_Data shown_

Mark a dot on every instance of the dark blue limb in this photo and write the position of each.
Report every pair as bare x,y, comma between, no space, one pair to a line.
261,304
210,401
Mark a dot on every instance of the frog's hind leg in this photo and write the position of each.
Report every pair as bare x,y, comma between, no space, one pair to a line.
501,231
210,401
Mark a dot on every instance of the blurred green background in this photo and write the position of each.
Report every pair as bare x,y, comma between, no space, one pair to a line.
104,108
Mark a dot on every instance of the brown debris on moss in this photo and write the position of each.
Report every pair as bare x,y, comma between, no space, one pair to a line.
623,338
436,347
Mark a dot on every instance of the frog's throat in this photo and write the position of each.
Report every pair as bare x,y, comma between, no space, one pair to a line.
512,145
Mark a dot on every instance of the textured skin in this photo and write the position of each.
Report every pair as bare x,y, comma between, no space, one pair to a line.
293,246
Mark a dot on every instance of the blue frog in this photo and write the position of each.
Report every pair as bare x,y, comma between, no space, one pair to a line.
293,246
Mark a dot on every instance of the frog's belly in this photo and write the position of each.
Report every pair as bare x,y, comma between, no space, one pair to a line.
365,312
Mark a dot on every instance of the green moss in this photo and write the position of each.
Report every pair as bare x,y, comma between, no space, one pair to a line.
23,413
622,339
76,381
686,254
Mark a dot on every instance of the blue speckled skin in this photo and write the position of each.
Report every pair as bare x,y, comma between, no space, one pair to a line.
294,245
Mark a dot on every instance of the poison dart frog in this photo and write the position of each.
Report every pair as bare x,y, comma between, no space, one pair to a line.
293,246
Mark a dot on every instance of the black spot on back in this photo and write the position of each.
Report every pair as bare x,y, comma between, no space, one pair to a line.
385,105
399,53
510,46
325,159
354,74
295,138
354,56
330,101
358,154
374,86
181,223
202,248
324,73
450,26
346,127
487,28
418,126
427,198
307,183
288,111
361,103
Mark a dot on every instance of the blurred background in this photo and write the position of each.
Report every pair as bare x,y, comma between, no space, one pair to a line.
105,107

_Work instruction_
Return a copy of each line in the entries that carries the string "background".

_Response to this exercise_
Mark a dot on every instance of the blurred green background in this photo and write the position of each.
Mark a dot on every instance of the blurred background in this photo and write the position of each.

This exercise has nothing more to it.